Segmentation mask data:
Content starts
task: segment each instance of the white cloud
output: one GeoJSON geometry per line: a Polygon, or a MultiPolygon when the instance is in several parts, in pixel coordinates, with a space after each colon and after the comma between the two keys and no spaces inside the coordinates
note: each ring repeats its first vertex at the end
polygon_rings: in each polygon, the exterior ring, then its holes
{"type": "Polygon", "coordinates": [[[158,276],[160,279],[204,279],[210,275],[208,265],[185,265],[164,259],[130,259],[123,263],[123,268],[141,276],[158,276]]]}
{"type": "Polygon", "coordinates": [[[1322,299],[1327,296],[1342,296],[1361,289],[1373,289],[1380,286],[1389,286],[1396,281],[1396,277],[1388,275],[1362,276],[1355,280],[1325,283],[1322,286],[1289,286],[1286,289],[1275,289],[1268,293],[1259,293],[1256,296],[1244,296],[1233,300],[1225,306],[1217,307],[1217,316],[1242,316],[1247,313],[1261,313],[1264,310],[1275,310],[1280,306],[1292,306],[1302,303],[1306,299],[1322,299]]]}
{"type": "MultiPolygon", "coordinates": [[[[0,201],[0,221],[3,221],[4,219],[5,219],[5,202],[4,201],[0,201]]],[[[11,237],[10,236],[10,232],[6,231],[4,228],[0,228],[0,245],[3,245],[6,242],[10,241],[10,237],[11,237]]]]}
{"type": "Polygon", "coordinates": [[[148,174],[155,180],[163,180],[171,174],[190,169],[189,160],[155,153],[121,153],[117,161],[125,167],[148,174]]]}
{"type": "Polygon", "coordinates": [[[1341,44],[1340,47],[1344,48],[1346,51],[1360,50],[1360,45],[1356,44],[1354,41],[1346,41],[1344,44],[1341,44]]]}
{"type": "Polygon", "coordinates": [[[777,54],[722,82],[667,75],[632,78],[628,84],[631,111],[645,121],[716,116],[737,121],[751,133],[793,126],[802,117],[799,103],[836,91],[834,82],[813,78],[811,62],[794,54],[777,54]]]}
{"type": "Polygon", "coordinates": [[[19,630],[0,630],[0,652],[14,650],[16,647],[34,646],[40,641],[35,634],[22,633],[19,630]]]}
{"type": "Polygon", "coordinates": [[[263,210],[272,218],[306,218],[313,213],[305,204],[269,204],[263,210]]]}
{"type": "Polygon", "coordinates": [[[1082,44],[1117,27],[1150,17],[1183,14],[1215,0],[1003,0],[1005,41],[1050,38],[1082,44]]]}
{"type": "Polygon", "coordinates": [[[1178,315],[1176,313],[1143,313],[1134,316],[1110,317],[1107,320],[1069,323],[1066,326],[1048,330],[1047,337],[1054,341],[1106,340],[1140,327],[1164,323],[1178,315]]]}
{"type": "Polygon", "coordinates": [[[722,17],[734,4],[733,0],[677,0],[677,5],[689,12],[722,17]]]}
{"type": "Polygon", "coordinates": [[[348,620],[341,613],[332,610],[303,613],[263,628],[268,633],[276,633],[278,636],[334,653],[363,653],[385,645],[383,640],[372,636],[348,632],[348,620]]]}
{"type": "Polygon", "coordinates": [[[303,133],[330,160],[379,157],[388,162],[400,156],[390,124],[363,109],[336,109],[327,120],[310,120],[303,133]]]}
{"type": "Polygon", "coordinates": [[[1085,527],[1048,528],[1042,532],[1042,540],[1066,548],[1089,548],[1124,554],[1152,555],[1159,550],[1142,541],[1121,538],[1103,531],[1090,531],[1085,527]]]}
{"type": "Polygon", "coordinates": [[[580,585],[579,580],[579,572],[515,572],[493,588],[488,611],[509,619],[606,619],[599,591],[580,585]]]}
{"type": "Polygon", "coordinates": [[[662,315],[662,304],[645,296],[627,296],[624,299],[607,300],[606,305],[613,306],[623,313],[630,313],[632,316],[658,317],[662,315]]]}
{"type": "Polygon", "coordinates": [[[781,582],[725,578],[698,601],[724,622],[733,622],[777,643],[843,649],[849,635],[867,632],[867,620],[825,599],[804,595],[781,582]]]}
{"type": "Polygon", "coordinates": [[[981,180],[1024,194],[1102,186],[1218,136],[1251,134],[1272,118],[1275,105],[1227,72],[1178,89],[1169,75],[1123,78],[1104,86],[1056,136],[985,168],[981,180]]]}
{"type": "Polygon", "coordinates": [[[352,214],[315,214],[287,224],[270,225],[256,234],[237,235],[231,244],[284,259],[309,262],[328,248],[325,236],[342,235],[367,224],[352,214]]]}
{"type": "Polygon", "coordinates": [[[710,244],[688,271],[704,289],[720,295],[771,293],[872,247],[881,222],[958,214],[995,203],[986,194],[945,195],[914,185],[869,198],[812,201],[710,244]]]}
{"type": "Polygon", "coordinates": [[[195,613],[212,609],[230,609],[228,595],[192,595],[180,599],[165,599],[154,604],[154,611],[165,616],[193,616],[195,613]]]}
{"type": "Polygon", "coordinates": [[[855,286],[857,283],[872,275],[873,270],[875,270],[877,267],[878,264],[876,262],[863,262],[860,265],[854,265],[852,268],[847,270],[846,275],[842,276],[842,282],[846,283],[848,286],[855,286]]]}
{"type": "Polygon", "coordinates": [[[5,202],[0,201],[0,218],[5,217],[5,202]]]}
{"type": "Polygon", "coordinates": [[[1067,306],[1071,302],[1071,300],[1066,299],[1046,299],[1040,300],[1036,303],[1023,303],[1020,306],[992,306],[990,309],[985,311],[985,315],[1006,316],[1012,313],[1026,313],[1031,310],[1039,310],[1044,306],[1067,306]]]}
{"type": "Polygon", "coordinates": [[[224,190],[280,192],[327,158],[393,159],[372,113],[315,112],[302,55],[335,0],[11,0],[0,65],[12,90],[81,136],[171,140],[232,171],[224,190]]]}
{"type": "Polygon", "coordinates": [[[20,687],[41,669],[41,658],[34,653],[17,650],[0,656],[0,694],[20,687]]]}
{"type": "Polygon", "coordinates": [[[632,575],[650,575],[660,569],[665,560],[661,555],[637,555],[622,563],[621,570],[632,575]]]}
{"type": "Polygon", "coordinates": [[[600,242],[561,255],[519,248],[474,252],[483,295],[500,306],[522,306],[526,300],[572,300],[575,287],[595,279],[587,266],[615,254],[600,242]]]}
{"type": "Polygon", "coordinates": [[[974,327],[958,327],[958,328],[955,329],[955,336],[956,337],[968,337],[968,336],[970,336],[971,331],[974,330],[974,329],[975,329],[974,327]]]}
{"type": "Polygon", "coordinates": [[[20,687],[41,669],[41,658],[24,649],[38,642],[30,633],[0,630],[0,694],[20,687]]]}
Content ends
Once you have read the data above, print all of it again exactly.

task: segment each instance of the white cloud
output: one GeoJSON geometry per line: a Polygon, or a MultiPolygon when the instance is in several parts, in pixel coordinates, with a space after each colon and after the comma between the two keys and no spaces inside the coordinates
note: each ring repeats its first vertex at the end
polygon_rings: in each polygon, the exterior ring, then its holes
{"type": "Polygon", "coordinates": [[[158,276],[160,279],[204,279],[210,275],[208,265],[185,265],[164,259],[130,259],[123,263],[123,268],[141,276],[158,276]]]}
{"type": "Polygon", "coordinates": [[[1322,299],[1327,296],[1342,296],[1361,289],[1373,289],[1380,286],[1389,286],[1396,281],[1396,277],[1388,275],[1362,276],[1355,280],[1325,283],[1322,286],[1289,286],[1286,289],[1275,289],[1268,293],[1259,293],[1256,296],[1244,296],[1233,300],[1225,306],[1217,307],[1217,316],[1242,316],[1247,313],[1261,313],[1264,310],[1275,310],[1280,306],[1292,306],[1302,303],[1306,299],[1322,299]]]}
{"type": "MultiPolygon", "coordinates": [[[[0,201],[0,221],[3,221],[4,219],[5,219],[5,202],[4,201],[0,201]]],[[[11,237],[10,236],[10,232],[6,231],[4,228],[0,228],[0,245],[3,245],[6,242],[10,241],[10,237],[11,237]]]]}
{"type": "Polygon", "coordinates": [[[148,174],[155,180],[163,180],[171,174],[190,169],[189,160],[155,153],[121,153],[117,161],[125,167],[148,174]]]}
{"type": "Polygon", "coordinates": [[[1341,44],[1340,47],[1344,48],[1346,51],[1360,50],[1360,45],[1356,44],[1354,41],[1346,41],[1344,44],[1341,44]]]}
{"type": "Polygon", "coordinates": [[[777,54],[722,82],[667,75],[632,78],[628,84],[631,111],[645,121],[716,116],[737,121],[751,133],[793,126],[802,117],[799,103],[836,91],[834,82],[813,78],[811,62],[794,54],[777,54]]]}
{"type": "Polygon", "coordinates": [[[19,630],[0,630],[0,652],[14,650],[16,647],[34,646],[40,641],[35,634],[22,633],[19,630]]]}
{"type": "Polygon", "coordinates": [[[263,210],[272,218],[306,218],[313,213],[305,204],[269,204],[263,210]]]}
{"type": "Polygon", "coordinates": [[[1082,44],[1117,27],[1150,17],[1183,14],[1215,0],[1003,0],[1005,41],[1050,38],[1082,44]]]}
{"type": "Polygon", "coordinates": [[[1178,315],[1176,313],[1143,313],[1134,316],[1110,317],[1107,320],[1069,323],[1066,326],[1048,330],[1047,337],[1054,341],[1106,340],[1140,327],[1164,323],[1178,315]]]}
{"type": "Polygon", "coordinates": [[[722,17],[734,4],[733,0],[677,0],[677,5],[689,12],[722,17]]]}
{"type": "Polygon", "coordinates": [[[348,620],[341,613],[332,610],[303,613],[263,628],[268,633],[276,633],[278,636],[334,653],[363,653],[385,645],[383,640],[372,636],[348,632],[348,620]]]}
{"type": "Polygon", "coordinates": [[[303,133],[330,160],[379,157],[388,162],[400,156],[390,124],[363,109],[336,109],[327,120],[310,120],[303,133]]]}
{"type": "Polygon", "coordinates": [[[1085,527],[1048,528],[1042,532],[1042,540],[1066,548],[1089,548],[1124,554],[1152,555],[1159,550],[1142,541],[1121,538],[1103,531],[1090,531],[1085,527]]]}
{"type": "Polygon", "coordinates": [[[580,585],[579,580],[579,572],[515,572],[493,588],[488,611],[509,619],[606,619],[599,591],[580,585]]]}
{"type": "Polygon", "coordinates": [[[662,315],[662,304],[645,296],[627,296],[624,299],[607,300],[606,305],[613,306],[623,313],[630,313],[632,316],[658,317],[662,315]]]}
{"type": "Polygon", "coordinates": [[[781,582],[725,578],[698,601],[724,622],[733,622],[777,643],[843,649],[849,635],[867,632],[867,620],[825,599],[804,595],[781,582]]]}
{"type": "Polygon", "coordinates": [[[981,180],[1024,194],[1102,186],[1218,136],[1251,134],[1272,118],[1275,105],[1227,72],[1178,89],[1169,75],[1123,78],[1104,86],[1056,136],[985,168],[981,180]]]}
{"type": "Polygon", "coordinates": [[[352,214],[315,214],[287,224],[270,225],[256,234],[237,235],[231,244],[284,259],[309,262],[328,248],[325,236],[342,235],[367,224],[352,214]]]}
{"type": "Polygon", "coordinates": [[[710,244],[688,271],[704,289],[720,295],[771,293],[872,247],[881,222],[958,214],[995,203],[986,194],[945,195],[914,185],[869,198],[812,201],[710,244]]]}
{"type": "Polygon", "coordinates": [[[195,613],[212,609],[230,609],[228,595],[192,595],[180,599],[165,599],[154,604],[154,611],[165,616],[193,616],[195,613]]]}
{"type": "Polygon", "coordinates": [[[855,286],[857,283],[872,275],[873,270],[875,270],[877,267],[878,264],[876,262],[863,262],[860,265],[854,265],[852,268],[847,270],[846,275],[842,276],[842,282],[846,283],[848,286],[855,286]]]}
{"type": "Polygon", "coordinates": [[[5,202],[0,201],[0,218],[5,217],[5,202]]]}
{"type": "Polygon", "coordinates": [[[1067,306],[1071,302],[1071,300],[1066,299],[1046,299],[1040,300],[1036,303],[1023,303],[1020,306],[992,306],[990,309],[985,311],[985,315],[1006,316],[1012,313],[1026,313],[1031,310],[1039,310],[1044,306],[1067,306]]]}
{"type": "Polygon", "coordinates": [[[224,190],[280,192],[327,158],[393,159],[372,113],[315,112],[302,55],[335,0],[11,0],[0,65],[12,90],[81,136],[171,140],[232,171],[224,190]]]}
{"type": "Polygon", "coordinates": [[[20,687],[41,669],[41,658],[34,653],[17,650],[0,656],[0,694],[20,687]]]}
{"type": "Polygon", "coordinates": [[[632,575],[650,575],[660,569],[665,560],[661,555],[637,555],[622,563],[621,570],[632,575]]]}
{"type": "Polygon", "coordinates": [[[600,242],[561,255],[519,248],[474,252],[483,295],[500,306],[522,306],[526,300],[572,300],[575,287],[595,279],[587,266],[615,254],[600,242]]]}
{"type": "Polygon", "coordinates": [[[974,327],[958,327],[958,328],[955,329],[955,336],[956,337],[968,337],[968,336],[970,336],[971,331],[974,330],[974,329],[975,329],[974,327]]]}
{"type": "Polygon", "coordinates": [[[20,687],[41,669],[41,658],[24,649],[38,642],[30,633],[0,630],[0,694],[20,687]]]}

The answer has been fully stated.